=== Texte de la page ===
Proposition de loi du 10 octobre 2023 : pédagogique avant tout
Ainsi, le texte adopté en nouvelle lecture par l’Assemblée nationale le 10 octobre tend à modifier les règles relatives à l’autorité parentale. Celle-ci est un ensemble de droits et de devoirs que les parents ont vis-à-vis de leur enfant mineur. La définition de l’autorité parentale prévue par le code civil intègre la notion de vie privée de l’enfant. Elle considère le respect de la vie privée et le droit à l’image afin de mieux sensibiliser les parents à leurs obligations.
En outre, le texte précise que les deux parents exercent en commun le droit à l’image du mineur, en tenant compte de l’avis de l’enfant. S’il y a désaccord entre les parents, le texte prévoit que le juge peut interdire à l’un d’eux “de publier ou diffuser tout contenu sans l’autorisation de l’autre”.
En cas de grave atteinte à la dignité de l’enfant
Le texte prévoit que « le particulier, l’établissement ou le service départemental de l’aide sociale à l’enfance qui a recueilli l’enfant ou un membre de la famille peut également saisir le juge aux fins de se faire déléguer l’exercice du droit à l’image de l’enfant« .
===
- _Exercices_
(a) Répondez à ces questions à l'aide du texte sur le droit à l'image de l'enfant :
(i) À quelle date l'Assemblée nationale a-t-elle adopté le texte en nouvelle lecture ?
(ii) Qui exerce en commun le droit à l'image du mineur ?
(iii) En cas de désaccord entre les parents, que peut interdire le juge à l'un d'eux ?
(b) Recopiez sans rien changer un passage du texte sur le droit à l'image de l'enfant : commencez aux mots « Proposition de loi » et arrêtez-vous après « à leurs obligations. ».
(c) Reprenez le texte sur le droit à l'image de l'enfant là où il s'arrête et écrivez la suite.
=== Fiches de données ===
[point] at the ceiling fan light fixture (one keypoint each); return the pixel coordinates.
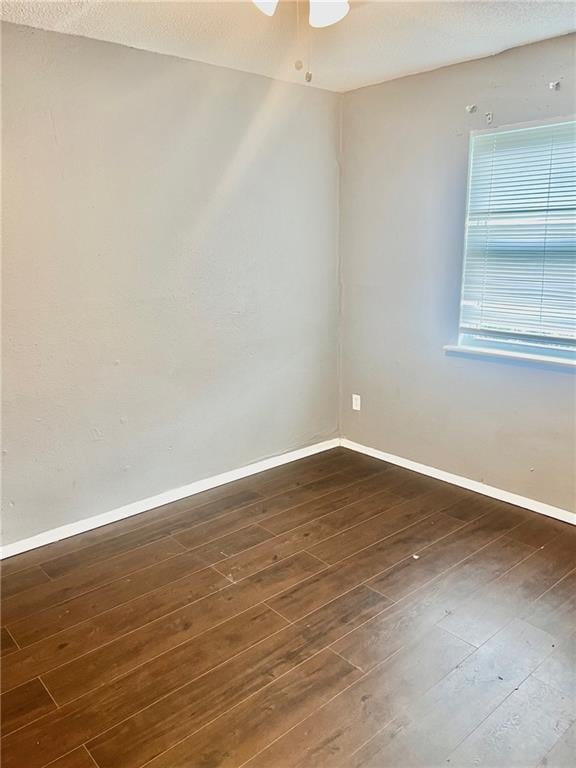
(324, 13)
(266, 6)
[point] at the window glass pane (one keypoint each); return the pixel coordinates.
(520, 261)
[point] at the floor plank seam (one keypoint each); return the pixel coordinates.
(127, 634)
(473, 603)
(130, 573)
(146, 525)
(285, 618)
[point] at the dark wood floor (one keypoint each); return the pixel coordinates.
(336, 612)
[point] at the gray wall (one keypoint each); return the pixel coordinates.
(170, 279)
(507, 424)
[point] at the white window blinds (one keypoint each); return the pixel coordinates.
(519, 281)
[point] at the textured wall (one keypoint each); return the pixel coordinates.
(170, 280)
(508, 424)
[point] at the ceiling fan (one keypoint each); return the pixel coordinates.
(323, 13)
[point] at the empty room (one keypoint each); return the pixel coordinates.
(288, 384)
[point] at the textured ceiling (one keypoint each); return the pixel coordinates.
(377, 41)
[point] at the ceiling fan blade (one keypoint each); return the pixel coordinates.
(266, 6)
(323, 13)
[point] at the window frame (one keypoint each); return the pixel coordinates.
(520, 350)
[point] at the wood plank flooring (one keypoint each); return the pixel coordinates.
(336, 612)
===
=== Fiches de données ===
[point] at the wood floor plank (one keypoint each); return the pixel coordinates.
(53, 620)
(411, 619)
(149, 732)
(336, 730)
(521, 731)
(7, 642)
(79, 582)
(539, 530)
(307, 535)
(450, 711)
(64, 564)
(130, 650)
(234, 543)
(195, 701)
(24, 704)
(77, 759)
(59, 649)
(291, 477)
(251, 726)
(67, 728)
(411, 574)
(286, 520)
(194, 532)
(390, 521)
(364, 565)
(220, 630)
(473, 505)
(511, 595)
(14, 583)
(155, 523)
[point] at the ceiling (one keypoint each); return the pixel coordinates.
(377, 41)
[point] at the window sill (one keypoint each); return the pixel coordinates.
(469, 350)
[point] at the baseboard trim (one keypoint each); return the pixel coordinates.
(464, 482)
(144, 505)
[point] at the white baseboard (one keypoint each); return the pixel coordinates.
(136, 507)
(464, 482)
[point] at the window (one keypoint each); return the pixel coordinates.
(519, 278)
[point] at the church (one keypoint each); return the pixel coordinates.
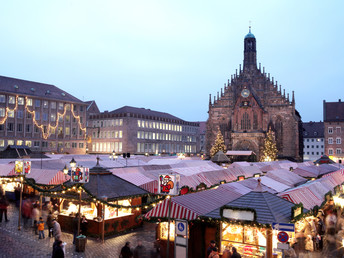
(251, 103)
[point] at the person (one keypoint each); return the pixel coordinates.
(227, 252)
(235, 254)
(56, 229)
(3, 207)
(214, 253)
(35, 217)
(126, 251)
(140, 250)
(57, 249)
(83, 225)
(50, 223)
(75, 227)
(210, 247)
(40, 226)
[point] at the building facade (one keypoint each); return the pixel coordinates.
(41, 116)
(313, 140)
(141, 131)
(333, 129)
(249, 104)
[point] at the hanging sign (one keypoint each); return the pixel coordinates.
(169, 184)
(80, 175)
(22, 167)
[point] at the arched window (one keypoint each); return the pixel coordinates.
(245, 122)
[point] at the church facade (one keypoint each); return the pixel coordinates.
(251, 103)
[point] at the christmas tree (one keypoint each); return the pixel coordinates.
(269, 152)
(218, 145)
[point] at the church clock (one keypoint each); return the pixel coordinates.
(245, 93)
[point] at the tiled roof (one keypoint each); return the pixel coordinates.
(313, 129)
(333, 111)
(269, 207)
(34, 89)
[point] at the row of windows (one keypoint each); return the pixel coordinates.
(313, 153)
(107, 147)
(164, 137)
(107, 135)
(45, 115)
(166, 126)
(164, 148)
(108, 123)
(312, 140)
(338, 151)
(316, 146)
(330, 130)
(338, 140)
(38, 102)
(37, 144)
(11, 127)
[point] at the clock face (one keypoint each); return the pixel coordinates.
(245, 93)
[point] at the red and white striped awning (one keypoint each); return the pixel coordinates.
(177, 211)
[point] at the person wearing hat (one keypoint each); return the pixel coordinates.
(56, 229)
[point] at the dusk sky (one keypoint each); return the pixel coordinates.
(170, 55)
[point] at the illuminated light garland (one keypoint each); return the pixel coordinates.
===
- _Réponses aux exercices_
(a)
(i) Le 10 octobre.
(ii) Les deux parents.
(iii) De publier ou diffuser tout contenu sans l'autorisation de l'autre.

(b)
Proposition de loi du 10 octobre 2023 : pédagogique avant tout
Ainsi, le texte adopté en nouvelle lecture par l’Assemblée nationale le 10 octobre tend à modifier les règles relatives à l’autorité parentale. Celle-ci est un ensemble de droits et de devoirs que les parents ont vis-à-vis de leur enfant mineur. La définition de l’autorité parentale prévue par le code civil intègre la notion de vie privée de l’enfant. Elle considère le respect de la vie privée et le droit à l’image afin de mieux sensibiliser les parents à leurs obligations.

(c)
Nous sommes donc dans le cadre d’une “déchéance d’autorité parentale numérique”. En effet, les parents défaillants peuvent se voir retirer une partie des prérogatives de l’autorité parentale. De fait, si cette proposition de loi vise à responsabiliser les parents, elle a également pour but d’expliquer aux mineurs que “les parents ne disposent pas d’un droit absolu sur leur image”.
Respect du droit à l’image des enfants : rôle de la CNIL
Enfin, lors de la nouvelle lecture de la proposition de loi, les députés ont permis d’adopter un amendement permettant à la CNIL d’agir en référé. Et ce, pour demander le blocage d’un site internet en cas d’atteinte aux droits et libertés d’un mineur, sans condition de gravité ou d’immédiateté. Notamment :
- En cas de non-exécution et/ou d’absence de réponse à une demande d’effacement des données à caractère personnel.
- Ou bien encore, s’il ne peut être établi que l’accord des deux parents a été recueilli pour la diffusion de l’image d’un enfant mineur.